--- Start of Quoted text ---

# mystery bumper parts left over after TB / W-pump install? 2000 GLX station wagon



## bdsxxx (Dec 30, 1999)

mystery bumper parts left over after TB / W-pump install? 2000 GLX station wagon Today

http://spfhs68.com/vw/tb/mystery2.JPG
http://spfhs68.com/vw/tb/mystery3.JPG
http://spfhs68.com/vw/tb/mystery4.JPG

So I got it back together, but did not photo document the bumper install. 

AT LEAST I TINK THESE ARE BUMPER/COVER RELATED. They are shown right left, pretty sure about this.

I paged thry my Bentley, if they are there pls LMK, else pls LMK what these freaking parts are and where they go!!


----------



## alex4motion (Mar 26, 2009)

Maybe it is fixed at this time but I think it is the part that hold the fenders to the rad / headlight support.

--- End of Quoted text ---
--- Start of Listed records ---

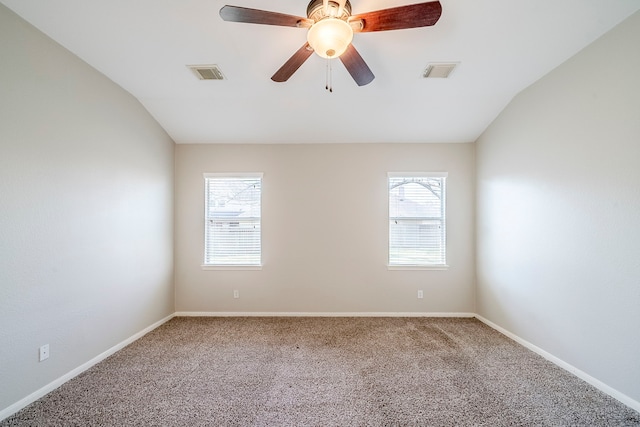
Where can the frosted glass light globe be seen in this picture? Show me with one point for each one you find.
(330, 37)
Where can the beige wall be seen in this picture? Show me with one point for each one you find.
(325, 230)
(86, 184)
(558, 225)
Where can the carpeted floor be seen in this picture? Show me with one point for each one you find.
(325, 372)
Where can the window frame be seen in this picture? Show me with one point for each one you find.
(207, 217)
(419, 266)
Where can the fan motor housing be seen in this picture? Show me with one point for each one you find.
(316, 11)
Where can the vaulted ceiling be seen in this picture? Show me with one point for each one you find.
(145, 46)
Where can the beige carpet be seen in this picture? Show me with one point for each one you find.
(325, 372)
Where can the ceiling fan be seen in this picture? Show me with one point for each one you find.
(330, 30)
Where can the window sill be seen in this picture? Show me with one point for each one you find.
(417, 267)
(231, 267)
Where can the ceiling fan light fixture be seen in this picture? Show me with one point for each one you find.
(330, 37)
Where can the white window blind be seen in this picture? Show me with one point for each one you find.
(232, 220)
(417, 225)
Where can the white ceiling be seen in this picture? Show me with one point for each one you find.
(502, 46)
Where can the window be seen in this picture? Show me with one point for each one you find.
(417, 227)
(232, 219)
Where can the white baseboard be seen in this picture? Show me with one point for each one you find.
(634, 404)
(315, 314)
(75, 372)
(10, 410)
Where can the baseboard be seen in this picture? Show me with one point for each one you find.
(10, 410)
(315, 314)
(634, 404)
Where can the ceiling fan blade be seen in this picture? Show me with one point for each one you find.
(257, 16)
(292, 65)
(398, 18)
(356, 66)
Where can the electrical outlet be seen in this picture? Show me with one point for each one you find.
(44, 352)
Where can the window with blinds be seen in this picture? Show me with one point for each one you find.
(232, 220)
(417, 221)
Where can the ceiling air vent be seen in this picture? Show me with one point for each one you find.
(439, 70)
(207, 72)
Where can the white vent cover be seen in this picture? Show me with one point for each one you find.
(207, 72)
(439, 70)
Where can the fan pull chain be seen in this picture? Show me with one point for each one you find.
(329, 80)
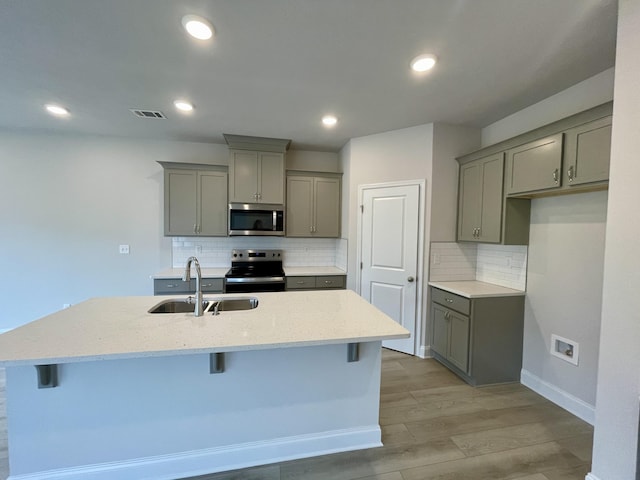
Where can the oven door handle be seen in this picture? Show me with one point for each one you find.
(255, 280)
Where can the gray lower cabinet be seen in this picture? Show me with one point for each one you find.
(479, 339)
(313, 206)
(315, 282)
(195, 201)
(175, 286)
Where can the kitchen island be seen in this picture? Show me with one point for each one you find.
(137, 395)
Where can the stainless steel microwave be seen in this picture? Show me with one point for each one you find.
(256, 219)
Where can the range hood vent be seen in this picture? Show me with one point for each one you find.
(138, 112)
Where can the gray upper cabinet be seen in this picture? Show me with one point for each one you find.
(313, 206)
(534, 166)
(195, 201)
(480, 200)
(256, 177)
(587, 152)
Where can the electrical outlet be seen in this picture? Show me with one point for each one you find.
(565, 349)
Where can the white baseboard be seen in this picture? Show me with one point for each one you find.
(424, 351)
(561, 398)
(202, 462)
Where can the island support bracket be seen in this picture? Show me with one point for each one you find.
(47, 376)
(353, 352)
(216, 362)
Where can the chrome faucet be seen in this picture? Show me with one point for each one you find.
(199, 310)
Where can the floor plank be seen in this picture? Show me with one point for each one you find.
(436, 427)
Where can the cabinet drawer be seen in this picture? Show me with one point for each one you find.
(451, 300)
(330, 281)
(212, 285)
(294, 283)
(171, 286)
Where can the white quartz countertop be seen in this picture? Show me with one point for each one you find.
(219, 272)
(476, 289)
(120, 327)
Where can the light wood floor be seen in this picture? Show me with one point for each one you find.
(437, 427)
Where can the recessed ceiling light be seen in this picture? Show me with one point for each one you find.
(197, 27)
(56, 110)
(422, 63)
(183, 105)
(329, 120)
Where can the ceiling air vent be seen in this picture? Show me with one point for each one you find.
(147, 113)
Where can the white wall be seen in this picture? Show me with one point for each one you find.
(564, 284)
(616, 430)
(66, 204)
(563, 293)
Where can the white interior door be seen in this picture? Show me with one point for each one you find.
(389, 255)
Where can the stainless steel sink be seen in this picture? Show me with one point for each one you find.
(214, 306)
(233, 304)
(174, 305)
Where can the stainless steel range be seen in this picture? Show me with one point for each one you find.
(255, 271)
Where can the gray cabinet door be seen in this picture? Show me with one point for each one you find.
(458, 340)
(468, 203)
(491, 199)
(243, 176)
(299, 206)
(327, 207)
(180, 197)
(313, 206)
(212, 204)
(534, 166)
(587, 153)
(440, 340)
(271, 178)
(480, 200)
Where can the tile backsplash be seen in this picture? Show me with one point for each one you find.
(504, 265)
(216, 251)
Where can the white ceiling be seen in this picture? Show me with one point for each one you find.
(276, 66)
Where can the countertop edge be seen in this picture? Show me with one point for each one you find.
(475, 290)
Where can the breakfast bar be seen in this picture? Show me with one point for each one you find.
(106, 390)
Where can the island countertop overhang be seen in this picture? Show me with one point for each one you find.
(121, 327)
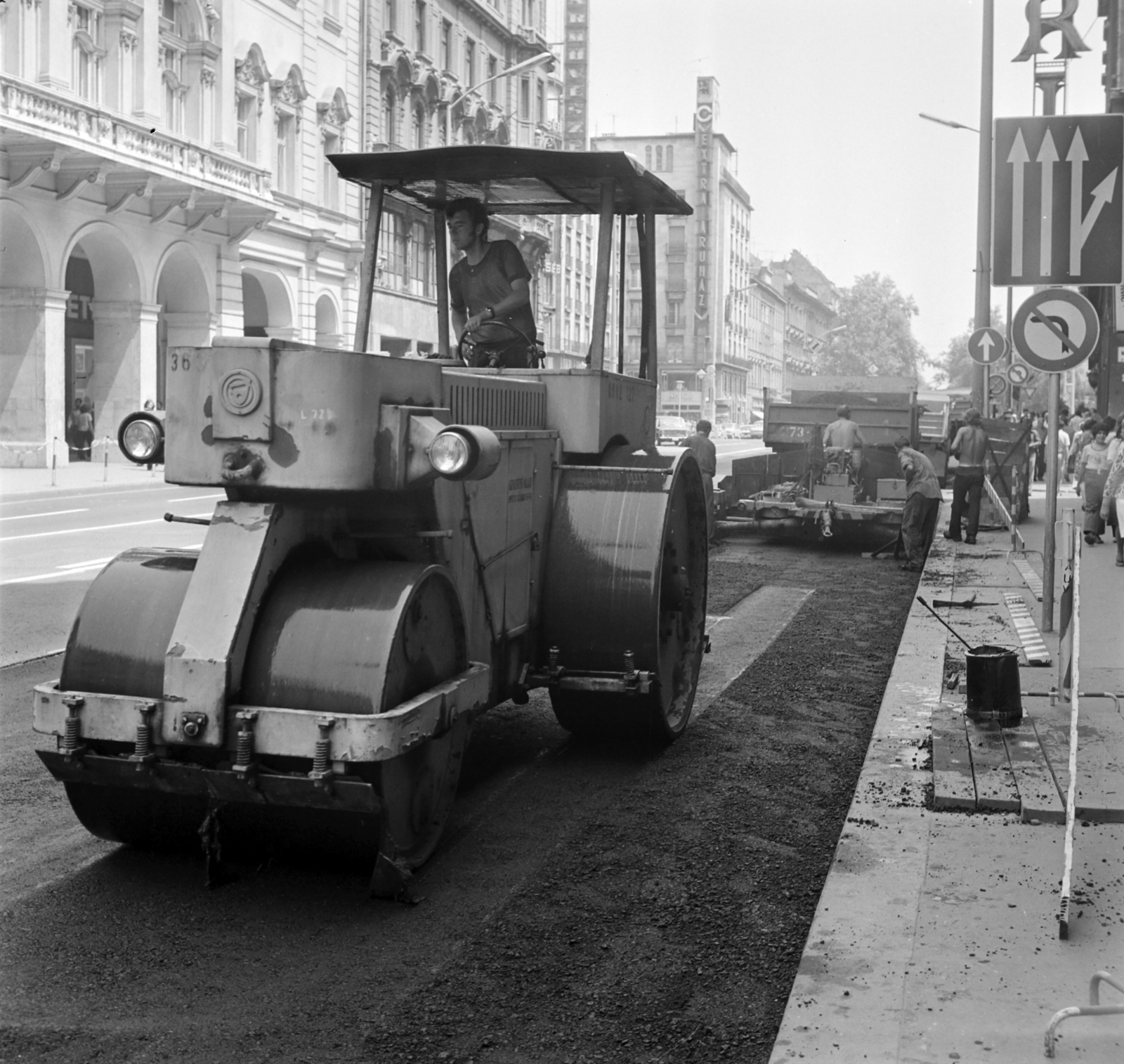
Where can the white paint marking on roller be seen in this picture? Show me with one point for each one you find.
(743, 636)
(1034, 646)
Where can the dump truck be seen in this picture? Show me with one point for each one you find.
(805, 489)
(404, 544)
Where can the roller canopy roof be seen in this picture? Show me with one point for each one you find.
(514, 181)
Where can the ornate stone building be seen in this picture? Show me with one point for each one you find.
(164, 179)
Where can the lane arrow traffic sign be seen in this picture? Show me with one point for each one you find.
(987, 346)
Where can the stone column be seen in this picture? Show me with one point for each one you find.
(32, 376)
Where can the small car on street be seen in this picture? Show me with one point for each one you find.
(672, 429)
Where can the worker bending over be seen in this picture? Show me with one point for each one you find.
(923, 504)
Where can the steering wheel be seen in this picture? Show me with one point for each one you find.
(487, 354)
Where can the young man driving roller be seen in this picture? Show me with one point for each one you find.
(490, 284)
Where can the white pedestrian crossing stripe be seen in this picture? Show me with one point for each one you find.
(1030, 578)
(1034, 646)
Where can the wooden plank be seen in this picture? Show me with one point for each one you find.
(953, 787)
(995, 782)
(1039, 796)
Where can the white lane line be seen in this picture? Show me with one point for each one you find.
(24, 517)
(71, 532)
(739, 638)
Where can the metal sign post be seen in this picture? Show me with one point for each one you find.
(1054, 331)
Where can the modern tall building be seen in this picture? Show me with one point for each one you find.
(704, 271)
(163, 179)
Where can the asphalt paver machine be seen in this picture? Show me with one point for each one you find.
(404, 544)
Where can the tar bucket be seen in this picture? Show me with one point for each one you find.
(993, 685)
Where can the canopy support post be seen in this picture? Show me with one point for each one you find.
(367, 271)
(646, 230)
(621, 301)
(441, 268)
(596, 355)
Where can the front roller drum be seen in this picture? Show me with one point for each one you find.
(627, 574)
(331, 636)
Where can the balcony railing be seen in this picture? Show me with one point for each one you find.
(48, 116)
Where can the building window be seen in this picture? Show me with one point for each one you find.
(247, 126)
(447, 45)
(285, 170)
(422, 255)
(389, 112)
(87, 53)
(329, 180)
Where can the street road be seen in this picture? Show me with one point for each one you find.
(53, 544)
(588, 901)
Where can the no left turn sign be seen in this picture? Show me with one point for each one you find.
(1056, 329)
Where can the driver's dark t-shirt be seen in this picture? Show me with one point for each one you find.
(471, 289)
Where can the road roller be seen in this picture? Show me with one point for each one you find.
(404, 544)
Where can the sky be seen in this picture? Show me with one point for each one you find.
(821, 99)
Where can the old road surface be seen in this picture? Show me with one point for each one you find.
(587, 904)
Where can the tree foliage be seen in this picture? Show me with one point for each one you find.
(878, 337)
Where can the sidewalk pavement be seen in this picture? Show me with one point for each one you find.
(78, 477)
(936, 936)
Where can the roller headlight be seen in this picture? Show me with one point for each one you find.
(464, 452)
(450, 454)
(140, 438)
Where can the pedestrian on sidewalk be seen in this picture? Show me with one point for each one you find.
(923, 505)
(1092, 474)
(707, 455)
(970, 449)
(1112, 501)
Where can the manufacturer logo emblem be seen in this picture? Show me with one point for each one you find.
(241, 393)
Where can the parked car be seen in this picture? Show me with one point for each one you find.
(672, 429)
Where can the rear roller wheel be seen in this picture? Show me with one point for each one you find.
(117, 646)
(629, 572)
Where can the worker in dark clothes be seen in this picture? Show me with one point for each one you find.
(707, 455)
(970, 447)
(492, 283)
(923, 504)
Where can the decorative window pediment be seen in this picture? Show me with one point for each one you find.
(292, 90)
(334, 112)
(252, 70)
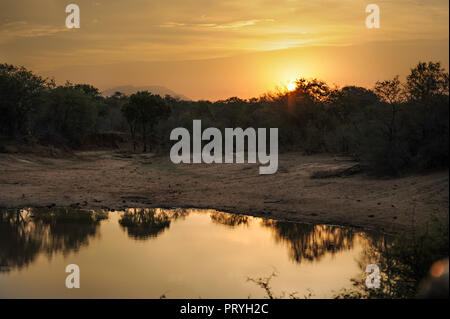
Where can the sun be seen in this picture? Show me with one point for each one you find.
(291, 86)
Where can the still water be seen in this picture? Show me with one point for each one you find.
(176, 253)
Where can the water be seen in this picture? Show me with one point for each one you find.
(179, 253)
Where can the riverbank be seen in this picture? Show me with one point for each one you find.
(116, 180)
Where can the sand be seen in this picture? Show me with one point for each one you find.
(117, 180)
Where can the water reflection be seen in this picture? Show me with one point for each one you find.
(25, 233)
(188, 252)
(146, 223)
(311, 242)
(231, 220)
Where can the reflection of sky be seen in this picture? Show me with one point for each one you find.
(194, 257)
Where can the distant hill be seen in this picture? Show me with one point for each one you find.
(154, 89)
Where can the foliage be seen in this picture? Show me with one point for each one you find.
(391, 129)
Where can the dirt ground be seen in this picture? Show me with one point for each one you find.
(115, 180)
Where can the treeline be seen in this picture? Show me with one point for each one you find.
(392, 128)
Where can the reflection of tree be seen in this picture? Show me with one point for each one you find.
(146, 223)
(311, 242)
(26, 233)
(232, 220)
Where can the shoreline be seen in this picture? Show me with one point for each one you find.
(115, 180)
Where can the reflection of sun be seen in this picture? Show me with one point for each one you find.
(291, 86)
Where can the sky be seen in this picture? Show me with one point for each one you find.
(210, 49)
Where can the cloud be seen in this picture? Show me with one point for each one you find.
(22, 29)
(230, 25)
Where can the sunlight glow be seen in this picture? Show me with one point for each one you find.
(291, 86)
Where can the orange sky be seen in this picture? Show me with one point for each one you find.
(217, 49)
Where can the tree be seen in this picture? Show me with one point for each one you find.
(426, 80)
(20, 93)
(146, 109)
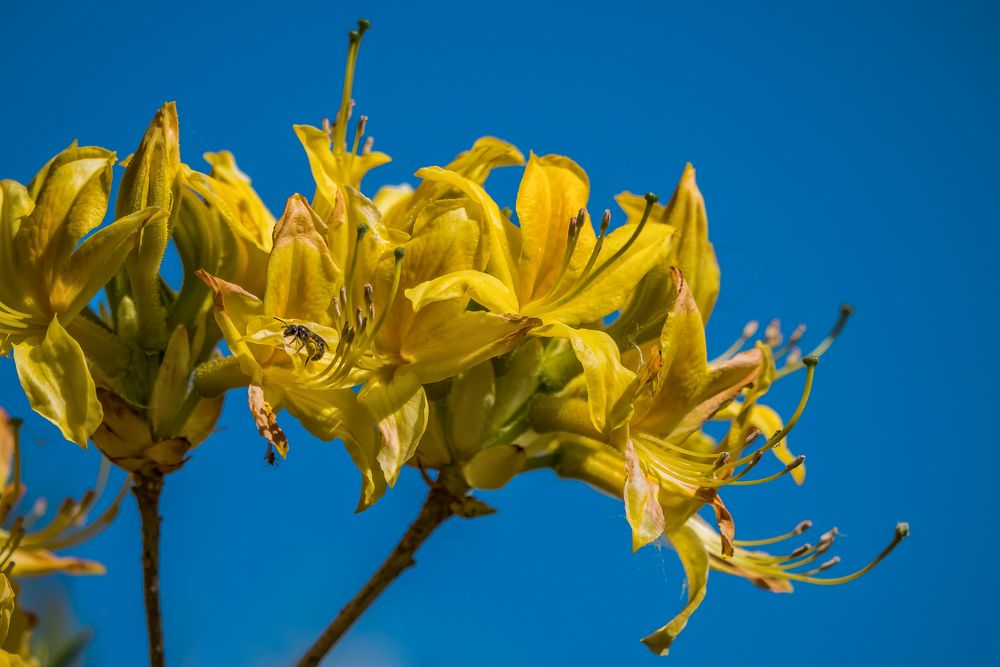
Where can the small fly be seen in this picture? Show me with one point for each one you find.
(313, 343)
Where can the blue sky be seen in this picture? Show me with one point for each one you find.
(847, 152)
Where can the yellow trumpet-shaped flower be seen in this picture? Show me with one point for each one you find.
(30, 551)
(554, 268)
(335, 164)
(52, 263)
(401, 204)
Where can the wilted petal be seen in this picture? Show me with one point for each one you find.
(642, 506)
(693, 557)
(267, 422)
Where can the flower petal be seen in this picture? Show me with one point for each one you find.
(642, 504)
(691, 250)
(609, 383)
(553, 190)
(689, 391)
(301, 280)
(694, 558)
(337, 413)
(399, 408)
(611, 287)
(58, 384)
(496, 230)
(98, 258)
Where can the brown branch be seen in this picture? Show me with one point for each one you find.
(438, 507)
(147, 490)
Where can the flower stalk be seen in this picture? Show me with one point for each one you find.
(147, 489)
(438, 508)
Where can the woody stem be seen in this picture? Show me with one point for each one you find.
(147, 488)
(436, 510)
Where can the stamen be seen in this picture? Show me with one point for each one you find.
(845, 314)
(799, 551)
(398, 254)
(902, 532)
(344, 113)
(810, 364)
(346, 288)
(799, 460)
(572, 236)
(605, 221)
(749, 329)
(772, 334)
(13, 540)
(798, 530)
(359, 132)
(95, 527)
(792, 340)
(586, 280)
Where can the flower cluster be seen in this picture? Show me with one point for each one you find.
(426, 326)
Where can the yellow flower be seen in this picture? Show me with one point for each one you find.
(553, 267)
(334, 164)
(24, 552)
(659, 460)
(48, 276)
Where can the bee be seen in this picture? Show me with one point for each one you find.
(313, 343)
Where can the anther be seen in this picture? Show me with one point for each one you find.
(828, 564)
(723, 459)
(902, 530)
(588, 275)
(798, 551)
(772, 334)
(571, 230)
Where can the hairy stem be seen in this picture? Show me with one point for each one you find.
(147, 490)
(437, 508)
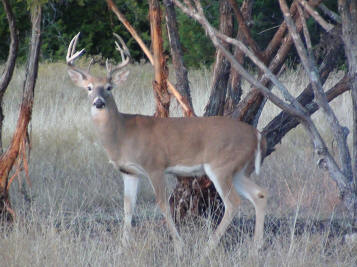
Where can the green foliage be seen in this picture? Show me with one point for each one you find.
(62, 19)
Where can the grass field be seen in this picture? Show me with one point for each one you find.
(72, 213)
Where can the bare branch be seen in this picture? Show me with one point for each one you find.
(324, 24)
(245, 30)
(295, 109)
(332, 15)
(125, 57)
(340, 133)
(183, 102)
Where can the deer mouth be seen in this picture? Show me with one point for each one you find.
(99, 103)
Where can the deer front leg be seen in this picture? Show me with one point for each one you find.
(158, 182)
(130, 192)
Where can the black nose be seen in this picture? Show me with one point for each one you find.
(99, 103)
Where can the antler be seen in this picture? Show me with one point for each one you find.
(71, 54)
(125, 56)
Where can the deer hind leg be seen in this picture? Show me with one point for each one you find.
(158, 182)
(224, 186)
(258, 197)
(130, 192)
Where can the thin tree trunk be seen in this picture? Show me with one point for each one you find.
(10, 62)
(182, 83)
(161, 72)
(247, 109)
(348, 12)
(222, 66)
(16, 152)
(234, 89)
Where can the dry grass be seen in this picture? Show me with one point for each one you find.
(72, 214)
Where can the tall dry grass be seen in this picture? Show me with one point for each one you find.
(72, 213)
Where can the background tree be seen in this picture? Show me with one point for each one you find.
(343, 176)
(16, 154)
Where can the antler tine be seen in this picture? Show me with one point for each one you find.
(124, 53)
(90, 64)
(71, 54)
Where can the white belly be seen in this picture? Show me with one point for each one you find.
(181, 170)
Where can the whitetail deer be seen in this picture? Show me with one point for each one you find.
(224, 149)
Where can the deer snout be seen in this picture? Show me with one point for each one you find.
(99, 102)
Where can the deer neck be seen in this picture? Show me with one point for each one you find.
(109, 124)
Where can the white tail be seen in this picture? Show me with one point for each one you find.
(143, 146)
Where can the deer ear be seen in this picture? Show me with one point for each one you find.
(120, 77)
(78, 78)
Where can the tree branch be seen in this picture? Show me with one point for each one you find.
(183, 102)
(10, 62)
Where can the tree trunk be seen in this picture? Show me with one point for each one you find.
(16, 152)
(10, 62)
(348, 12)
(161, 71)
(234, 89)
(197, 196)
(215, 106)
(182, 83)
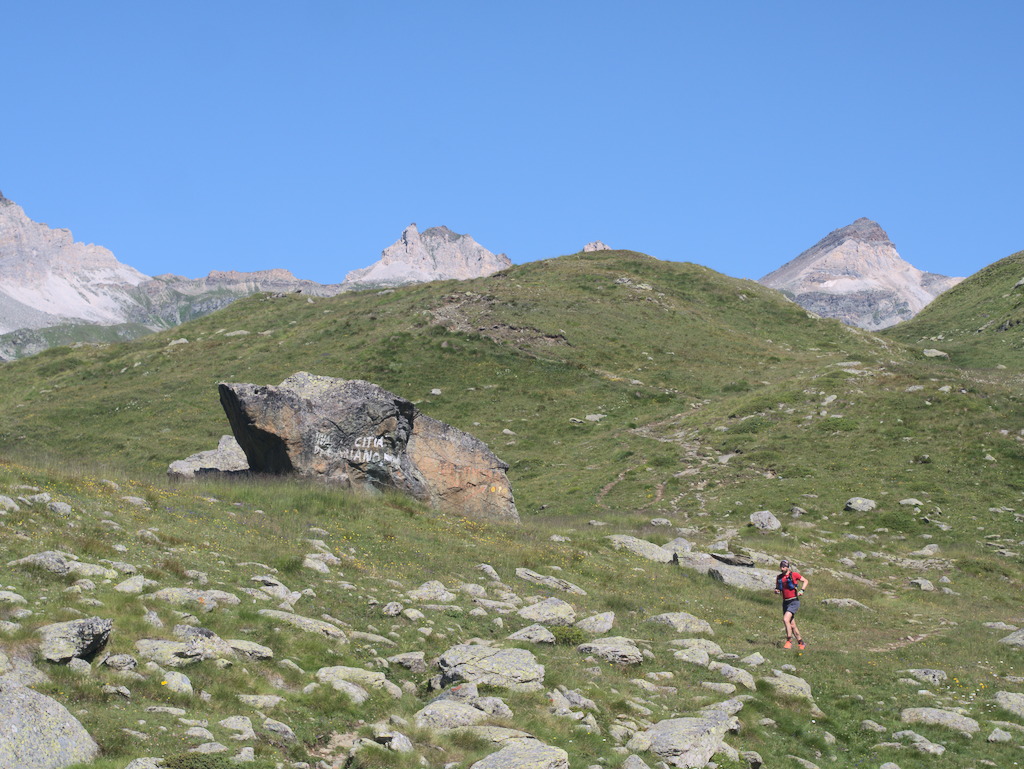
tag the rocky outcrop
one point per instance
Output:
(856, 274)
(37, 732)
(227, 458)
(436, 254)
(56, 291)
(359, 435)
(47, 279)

--- End of Listed records ---

→ Stated goal 1
Translate this sentence from the bumper forum thread into Spanish: "So I got it back together, but did not photo document the bumper install."
→ Stated goal 2
Retype the passage of the bumper forum thread that begins at the words "# mystery bumper" and ends after the words "the bumper install.".
The lines are not needed for any of these tasks.

→ Exercise answer 1
Así que lo volví a armar, pero no documenté con fotografías la instalación del parachoques.

→ Exercise answer 2
# mystery bumper parts left over after TB / W-pump install? 2000 GLX station wagon



## bdsxxx (Dec 30, 1999)

mystery bumper parts left over after TB / W-pump install? 2000 GLX station wagon Today

http://spfhs68.com/vw/tb/mystery2.JPG
http://spfhs68.com/vw/tb/mystery3.JPG
http://spfhs68.com/vw/tb/mystery4.JPG

So I got it back together, but did not photo document the bumper install.